Figurações religiosas do movimento conservador
- Categorias COVID-19, Debates, Eventos, Novidades
- Data 14 de setembro de 2020
- Comentários 0 comentário

Nesta crônica, são apresentadas livres reflexões sobre a mesa 3 do Seminário Reações Religiosas à Covid-19 na América Latina, que contou com as participações de Ronaldo Almeida (UNICAMP/Brasil) como mediador, e de Fellipe dos Anjos (UNIMESP/Brasil), Paulo Barrera (UNIMESP/Brasil) e Michel Gherman (UFRJ/Brasil).
Como uma comunidade social se reconhece e é reconhecida enquanto tal? Ou, como a identidade de um grupo é formada? Embora o debate seja longo, a contribuição do antropólogo norueguês Fredrik Barth sobre os estudos de etnicidade é um ponto de partida para pensar essas questões. Como ele argumentou a respeito da identidade étnica, ela não está dada em um a priori cultural ou biológico, sendo antes o resultado de processos sociais – em outras palavras, a identidade é sempre formada relacionalmente. Assim, é preciso que nos atentemos para como grupos produzem suas próprias fronteiras identitárias, demarcando critérios de reconhecimento na medida em que tentam se diferenciar de outros que, por sua vez, são muitas vezes marcados negativamente. No caso de alianças formadas por comunidades de diferentes pertenças religiosas e países distintos, vemos como alinhamentos são engendrados em torno de posicionamentos comuns e transversais a temas morais e políticos.

- **LISTAGEM FORNECIDA**:
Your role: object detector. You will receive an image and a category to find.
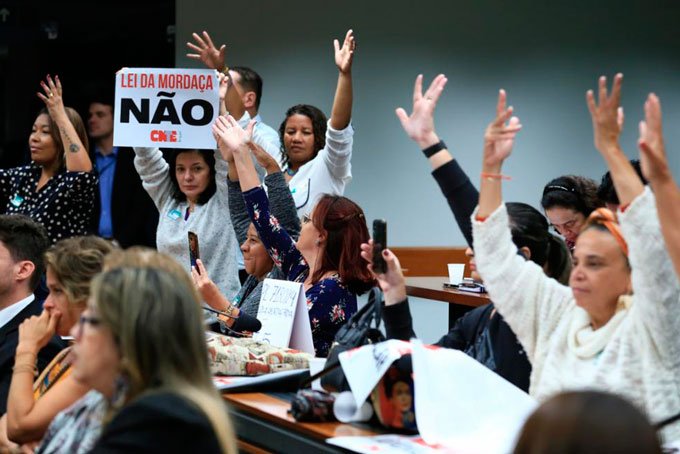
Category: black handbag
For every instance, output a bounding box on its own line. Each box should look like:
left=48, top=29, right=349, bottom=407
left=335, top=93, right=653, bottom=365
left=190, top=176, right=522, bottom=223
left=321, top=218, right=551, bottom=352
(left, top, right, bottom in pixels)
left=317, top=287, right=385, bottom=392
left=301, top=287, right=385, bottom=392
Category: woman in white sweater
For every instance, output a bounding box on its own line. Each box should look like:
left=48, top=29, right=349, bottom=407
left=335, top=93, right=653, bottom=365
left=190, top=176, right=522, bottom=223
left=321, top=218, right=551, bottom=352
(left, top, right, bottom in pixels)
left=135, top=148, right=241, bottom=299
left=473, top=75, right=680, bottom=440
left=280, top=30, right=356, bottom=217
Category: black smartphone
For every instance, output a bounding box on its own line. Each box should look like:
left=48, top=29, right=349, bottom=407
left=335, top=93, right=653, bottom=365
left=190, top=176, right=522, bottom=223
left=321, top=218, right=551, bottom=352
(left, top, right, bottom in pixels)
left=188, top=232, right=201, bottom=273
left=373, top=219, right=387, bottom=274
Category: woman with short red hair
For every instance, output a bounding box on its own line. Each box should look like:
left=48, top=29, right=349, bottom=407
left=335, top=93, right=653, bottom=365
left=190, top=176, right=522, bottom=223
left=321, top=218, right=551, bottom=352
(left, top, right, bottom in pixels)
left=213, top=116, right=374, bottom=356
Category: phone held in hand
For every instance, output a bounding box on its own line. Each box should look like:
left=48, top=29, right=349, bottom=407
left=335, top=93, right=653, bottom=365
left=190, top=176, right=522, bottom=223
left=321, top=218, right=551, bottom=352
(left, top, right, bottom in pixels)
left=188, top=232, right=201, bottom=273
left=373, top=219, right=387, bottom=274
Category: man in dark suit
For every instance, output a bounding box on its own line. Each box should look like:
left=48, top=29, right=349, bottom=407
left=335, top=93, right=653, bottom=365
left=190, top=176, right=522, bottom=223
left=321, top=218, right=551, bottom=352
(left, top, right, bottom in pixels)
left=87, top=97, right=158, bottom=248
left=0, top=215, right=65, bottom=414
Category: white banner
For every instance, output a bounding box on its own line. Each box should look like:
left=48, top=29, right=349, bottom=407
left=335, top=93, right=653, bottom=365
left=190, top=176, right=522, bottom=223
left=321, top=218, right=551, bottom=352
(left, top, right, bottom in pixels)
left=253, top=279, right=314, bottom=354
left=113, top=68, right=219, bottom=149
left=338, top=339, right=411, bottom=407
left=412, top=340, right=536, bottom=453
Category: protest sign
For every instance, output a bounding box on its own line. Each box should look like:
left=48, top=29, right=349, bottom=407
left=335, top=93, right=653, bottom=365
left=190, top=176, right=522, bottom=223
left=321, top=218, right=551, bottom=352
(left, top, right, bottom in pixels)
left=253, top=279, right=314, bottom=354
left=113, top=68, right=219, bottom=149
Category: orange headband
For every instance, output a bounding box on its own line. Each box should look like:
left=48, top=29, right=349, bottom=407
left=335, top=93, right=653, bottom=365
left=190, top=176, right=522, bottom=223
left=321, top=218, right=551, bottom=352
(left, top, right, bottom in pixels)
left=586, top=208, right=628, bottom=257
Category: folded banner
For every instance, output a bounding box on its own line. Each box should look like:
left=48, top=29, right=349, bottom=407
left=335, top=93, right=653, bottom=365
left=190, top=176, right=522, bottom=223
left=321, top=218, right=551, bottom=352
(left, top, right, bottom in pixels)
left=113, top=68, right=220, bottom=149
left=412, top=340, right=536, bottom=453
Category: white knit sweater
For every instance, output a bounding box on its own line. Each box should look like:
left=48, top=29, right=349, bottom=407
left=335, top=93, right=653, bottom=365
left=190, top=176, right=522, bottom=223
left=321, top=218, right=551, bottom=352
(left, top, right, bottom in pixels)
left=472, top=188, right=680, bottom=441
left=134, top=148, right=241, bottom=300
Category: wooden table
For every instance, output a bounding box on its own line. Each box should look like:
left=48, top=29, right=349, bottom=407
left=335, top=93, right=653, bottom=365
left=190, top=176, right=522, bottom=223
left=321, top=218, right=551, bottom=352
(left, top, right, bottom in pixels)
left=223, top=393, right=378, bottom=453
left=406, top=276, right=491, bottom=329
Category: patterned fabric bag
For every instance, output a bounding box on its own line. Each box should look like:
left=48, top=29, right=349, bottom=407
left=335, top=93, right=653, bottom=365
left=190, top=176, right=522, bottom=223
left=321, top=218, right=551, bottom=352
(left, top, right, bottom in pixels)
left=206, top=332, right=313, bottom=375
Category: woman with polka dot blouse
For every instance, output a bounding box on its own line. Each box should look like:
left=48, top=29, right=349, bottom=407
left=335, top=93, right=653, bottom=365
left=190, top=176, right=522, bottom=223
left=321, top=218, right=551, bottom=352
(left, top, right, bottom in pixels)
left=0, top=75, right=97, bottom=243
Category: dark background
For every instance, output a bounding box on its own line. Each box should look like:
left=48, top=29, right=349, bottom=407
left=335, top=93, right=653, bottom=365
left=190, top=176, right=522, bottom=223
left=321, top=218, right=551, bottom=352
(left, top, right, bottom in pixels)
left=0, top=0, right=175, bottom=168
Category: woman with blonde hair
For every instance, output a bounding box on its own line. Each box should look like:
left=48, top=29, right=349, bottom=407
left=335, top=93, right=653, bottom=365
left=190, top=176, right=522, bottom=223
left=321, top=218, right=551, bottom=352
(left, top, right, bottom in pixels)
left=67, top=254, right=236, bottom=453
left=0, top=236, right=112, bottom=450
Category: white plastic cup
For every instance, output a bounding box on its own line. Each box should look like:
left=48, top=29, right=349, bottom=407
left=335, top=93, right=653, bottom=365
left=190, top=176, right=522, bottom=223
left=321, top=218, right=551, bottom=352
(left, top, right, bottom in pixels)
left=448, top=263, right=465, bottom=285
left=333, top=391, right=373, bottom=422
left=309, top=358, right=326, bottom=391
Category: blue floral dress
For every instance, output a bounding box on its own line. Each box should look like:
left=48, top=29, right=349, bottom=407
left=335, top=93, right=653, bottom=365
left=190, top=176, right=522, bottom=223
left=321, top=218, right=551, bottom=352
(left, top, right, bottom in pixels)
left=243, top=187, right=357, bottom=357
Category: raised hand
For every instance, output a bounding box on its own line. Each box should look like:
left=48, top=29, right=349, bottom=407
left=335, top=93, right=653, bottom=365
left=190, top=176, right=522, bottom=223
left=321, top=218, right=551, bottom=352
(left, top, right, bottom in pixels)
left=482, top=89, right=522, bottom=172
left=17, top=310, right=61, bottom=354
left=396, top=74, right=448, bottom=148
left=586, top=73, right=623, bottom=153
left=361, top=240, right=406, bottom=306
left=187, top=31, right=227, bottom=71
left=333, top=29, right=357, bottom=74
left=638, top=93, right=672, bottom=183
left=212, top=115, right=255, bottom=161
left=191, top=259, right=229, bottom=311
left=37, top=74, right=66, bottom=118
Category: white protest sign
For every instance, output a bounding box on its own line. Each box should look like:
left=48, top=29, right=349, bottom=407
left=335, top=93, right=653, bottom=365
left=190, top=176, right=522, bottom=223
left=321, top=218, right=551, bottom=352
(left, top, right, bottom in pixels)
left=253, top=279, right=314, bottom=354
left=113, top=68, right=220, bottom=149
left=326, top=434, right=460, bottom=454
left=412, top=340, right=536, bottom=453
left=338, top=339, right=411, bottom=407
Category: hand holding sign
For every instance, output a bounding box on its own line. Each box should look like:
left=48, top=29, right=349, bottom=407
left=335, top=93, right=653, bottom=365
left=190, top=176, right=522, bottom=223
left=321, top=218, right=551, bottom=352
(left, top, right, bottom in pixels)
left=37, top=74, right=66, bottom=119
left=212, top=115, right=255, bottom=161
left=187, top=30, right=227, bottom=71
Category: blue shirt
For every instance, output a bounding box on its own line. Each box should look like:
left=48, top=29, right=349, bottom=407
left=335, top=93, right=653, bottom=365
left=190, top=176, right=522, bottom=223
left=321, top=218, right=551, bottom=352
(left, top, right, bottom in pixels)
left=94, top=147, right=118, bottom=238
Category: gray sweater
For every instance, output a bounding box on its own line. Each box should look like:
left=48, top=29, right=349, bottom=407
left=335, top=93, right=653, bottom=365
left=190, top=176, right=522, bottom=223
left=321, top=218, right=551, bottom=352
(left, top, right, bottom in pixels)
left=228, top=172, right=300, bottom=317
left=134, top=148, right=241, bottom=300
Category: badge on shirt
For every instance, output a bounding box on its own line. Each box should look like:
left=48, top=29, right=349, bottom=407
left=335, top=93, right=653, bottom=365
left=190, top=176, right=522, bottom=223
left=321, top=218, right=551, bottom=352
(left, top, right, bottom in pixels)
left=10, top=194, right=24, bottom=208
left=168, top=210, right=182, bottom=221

==

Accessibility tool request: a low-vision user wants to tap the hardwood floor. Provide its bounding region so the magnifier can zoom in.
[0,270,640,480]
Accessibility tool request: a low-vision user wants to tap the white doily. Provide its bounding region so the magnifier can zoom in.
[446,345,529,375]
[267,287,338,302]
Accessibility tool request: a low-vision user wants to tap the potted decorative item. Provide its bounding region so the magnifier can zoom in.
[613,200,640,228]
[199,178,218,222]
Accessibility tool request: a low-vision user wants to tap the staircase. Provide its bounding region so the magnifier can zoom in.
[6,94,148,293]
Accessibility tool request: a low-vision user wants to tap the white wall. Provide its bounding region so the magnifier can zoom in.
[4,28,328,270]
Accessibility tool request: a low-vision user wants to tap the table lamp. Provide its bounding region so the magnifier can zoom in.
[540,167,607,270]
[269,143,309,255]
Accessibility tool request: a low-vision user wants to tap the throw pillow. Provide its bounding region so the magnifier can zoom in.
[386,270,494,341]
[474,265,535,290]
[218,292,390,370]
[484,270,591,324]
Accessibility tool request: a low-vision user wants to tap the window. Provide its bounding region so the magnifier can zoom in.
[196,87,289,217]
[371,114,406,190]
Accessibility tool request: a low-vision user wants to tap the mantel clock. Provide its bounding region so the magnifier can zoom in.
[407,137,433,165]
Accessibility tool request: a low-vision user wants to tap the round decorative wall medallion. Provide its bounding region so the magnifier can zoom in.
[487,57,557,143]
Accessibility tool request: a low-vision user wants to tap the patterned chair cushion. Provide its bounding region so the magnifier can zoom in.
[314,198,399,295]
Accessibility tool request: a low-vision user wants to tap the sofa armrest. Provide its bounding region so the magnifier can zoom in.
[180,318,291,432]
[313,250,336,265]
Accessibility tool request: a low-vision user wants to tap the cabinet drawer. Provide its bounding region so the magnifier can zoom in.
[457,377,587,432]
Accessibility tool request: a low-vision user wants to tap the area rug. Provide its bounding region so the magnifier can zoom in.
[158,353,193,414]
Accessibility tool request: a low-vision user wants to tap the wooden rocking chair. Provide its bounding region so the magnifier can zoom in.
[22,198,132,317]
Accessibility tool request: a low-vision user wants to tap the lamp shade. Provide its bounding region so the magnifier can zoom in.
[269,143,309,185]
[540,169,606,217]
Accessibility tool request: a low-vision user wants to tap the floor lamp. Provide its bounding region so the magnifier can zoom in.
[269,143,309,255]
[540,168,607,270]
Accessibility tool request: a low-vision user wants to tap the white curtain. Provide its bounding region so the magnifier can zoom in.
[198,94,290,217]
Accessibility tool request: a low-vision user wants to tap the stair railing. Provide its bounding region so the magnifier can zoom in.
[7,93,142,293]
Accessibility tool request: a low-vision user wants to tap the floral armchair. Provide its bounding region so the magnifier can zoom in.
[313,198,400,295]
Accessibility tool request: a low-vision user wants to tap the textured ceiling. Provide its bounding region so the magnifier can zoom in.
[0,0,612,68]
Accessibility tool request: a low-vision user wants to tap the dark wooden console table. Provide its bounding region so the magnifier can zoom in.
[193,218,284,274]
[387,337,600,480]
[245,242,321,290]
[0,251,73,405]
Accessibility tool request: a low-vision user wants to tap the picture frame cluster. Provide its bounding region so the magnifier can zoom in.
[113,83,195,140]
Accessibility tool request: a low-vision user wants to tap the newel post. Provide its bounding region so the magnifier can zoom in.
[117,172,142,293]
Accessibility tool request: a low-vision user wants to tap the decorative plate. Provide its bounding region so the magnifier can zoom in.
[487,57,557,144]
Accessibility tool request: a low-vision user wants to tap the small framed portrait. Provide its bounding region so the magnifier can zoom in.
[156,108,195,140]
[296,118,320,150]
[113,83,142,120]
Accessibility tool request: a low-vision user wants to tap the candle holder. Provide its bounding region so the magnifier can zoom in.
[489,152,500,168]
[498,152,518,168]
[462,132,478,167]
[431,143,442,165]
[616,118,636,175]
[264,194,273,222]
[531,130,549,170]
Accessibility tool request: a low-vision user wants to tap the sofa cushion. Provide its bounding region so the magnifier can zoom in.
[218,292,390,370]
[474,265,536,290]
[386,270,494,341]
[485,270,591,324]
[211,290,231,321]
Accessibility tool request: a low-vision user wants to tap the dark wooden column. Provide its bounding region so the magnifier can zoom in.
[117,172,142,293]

---

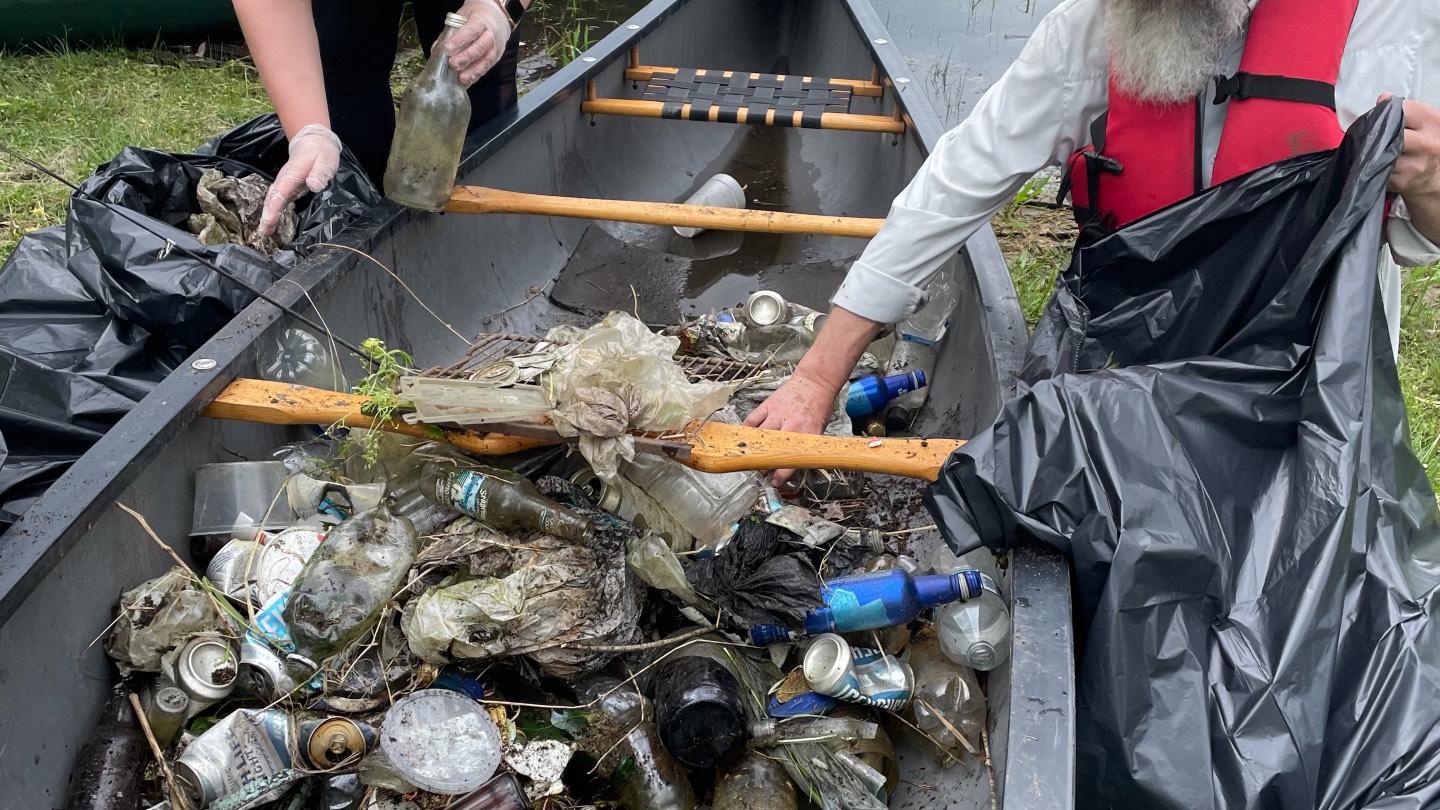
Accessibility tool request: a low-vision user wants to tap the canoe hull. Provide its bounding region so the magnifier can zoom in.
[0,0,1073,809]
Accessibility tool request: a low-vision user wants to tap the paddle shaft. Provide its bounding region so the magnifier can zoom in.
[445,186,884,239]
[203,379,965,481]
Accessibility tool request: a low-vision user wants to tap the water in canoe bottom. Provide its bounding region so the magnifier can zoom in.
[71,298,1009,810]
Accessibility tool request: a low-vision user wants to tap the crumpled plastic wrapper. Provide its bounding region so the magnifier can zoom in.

- **DETALHES DA TAREFA**:
Pode transcrever, sem nenhuma alteração, o trecho da crônica que vai de "Nesta crônica, são" até "Michel Gherman (UFRJ/Brasil)."?

- **RESULTADO DO EXERCÍCIO**:
Nesta crônica, são apresentadas livres reflexões sobre a mesa 3 do Seminário Reações Religiosas à Covid-19 na América Latina, que contou com as participações de Ronaldo Almeida (UNICAMP/Brasil) como mediador, e de Fellipe dos Anjos (UNIMESP/Brasil), Paulo Barrera (UNIMESP/Brasil) e Michel Gherman (UFRJ/Brasil).